# [Task to complete]
Repeat every line of the listing below exactly, minus the pictures.

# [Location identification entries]
------------------------------

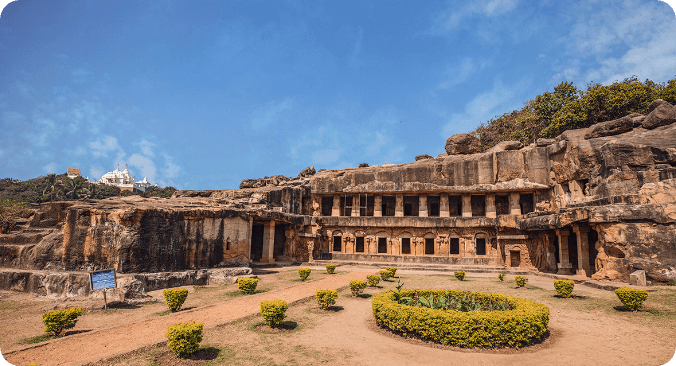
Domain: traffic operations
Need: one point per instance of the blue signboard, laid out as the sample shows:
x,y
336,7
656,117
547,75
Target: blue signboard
x,y
103,279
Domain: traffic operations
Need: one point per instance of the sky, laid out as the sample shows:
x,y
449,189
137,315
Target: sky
x,y
202,94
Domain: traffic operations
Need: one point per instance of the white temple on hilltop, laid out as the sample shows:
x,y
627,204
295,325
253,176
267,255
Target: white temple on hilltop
x,y
124,180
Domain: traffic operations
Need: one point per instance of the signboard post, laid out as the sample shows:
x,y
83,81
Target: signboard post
x,y
101,280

------------------------------

# [Result of this exercise]
Domain: traffic operations
Need: one point per instance of the blue signboard, laid out as the sample shows:
x,y
336,7
656,117
547,75
Target: blue signboard
x,y
103,279
Domain: traffic operations
Need: one point per instance of the sky, laid out as the sample shows:
x,y
449,189
137,315
Target: sky
x,y
202,94
Domain: traffic operations
Need: one point per instance of the white temple on hilltop, laid out as the sample shows:
x,y
627,204
295,325
253,176
267,255
Target: white temple on hilltop
x,y
124,180
Domain: traffic operations
Need: one point per instance of the signboard post, laid out as the sample shows:
x,y
83,81
Target: signboard post
x,y
101,280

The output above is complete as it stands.